_Given problem A:_ In the NCCL linking pull request description, which source file is compiled as part of libtorch_cuda.so?

* start Passage provided *

[Release/1.7] Enable NCCL A2A on OSS #48857

mingzhe09088 · 2020-12-04T19:24:25Z

Summary:
Pull Request resolved: #45900

Use torch:cuda::nccl:all2all from ProcesGroupNCCL.cpp

Here is a NCCL dependency graph:

libnccl.a --> libtorch_cuda.so ---> libtorch_python.so
    |                                   ^
    |                                   |
    --------> libc10d.a -----------------

When static library is linked into a dynamic library or an executable, linker is removes all unused/duplicate symbols from that library, unless -whole-archive option is used. Before #42514 all nccl call made from ProcessGroupNCCL.cpp were also made from torch/csrc/cuda/nccl.cpp, which is compiled as part of libtorch_cuda.so
But adding ncclSend|ncclRecv to ProcesGroupNCCL.cpp forced linker to embed those into libtorch_python.so, which also resulted in linking other dependent symbols into the library.

This PR adds nccl[Send|Recv] call to torch_cuda.so by implementing all2all in torch_cuda and thus avoids double linking the static library.

More involved, but prone solution, would be to use wrappers exported in torch::cuda::nccl namespace, instead of making direct NCCL API calls.

* end Passage provided *
* start Working data *

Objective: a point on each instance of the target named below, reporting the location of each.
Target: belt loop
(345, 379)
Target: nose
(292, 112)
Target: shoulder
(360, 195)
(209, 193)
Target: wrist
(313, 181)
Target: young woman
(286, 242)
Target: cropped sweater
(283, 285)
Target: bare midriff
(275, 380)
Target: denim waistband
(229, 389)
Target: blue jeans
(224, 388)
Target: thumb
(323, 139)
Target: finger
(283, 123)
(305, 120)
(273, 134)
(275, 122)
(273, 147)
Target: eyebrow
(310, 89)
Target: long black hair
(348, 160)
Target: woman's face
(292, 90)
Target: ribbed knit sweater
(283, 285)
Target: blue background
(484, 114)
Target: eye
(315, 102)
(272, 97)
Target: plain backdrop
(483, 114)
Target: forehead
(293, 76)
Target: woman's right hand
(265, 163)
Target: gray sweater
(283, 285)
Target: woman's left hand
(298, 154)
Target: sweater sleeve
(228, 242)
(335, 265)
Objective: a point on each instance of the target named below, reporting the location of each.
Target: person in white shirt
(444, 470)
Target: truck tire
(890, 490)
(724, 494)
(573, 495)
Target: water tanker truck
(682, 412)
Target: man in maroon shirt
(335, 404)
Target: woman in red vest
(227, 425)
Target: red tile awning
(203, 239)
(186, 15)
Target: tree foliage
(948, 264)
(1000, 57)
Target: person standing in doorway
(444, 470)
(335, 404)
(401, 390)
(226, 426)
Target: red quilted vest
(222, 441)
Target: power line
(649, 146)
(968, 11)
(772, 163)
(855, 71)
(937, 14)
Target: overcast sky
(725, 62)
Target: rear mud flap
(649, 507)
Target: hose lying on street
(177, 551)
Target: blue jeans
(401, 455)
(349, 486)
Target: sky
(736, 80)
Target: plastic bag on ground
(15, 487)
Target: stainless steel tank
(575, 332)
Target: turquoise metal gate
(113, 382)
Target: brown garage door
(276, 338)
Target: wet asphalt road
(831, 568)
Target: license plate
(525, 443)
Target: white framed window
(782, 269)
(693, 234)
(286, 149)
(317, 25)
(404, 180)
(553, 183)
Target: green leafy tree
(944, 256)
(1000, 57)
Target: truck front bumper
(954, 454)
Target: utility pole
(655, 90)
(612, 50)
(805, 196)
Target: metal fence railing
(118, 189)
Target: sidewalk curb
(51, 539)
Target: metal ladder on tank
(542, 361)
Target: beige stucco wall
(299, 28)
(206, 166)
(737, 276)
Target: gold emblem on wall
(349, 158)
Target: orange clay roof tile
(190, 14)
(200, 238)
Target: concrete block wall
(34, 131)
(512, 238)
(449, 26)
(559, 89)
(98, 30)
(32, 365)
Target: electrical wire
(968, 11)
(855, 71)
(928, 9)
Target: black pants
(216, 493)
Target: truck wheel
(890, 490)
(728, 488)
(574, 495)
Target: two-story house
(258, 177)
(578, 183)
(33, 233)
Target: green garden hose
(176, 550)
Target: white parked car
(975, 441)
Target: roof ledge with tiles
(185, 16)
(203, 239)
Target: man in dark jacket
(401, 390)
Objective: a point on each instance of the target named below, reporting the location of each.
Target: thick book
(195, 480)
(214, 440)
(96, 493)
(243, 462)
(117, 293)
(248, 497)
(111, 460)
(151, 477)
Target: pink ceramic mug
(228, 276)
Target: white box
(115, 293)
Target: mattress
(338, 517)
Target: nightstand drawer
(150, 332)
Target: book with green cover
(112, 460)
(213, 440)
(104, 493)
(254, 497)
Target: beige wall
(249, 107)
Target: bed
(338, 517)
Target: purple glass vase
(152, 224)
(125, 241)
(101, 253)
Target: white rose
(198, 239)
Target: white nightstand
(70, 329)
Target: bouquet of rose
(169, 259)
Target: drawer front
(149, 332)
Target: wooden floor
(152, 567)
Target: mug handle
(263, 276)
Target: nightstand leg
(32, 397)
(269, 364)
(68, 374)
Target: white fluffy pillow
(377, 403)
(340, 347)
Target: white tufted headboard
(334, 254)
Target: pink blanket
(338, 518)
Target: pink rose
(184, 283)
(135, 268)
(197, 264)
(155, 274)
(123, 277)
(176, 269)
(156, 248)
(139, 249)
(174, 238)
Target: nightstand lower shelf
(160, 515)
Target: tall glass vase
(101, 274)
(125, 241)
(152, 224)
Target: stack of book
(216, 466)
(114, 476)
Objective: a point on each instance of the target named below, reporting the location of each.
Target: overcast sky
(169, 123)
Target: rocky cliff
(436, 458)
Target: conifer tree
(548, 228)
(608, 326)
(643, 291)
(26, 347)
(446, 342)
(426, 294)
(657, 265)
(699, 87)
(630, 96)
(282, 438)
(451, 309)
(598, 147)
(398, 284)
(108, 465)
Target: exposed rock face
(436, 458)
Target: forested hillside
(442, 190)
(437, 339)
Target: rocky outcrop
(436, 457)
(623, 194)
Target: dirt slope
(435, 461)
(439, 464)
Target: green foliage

* end Working data *

_Given problem B:_ How many lines of the listing contain the string "glass", counting case? Reply with the number alone.

_Output A:_ torch/csrc/cuda/nccl.cpp

_Output B:_ 2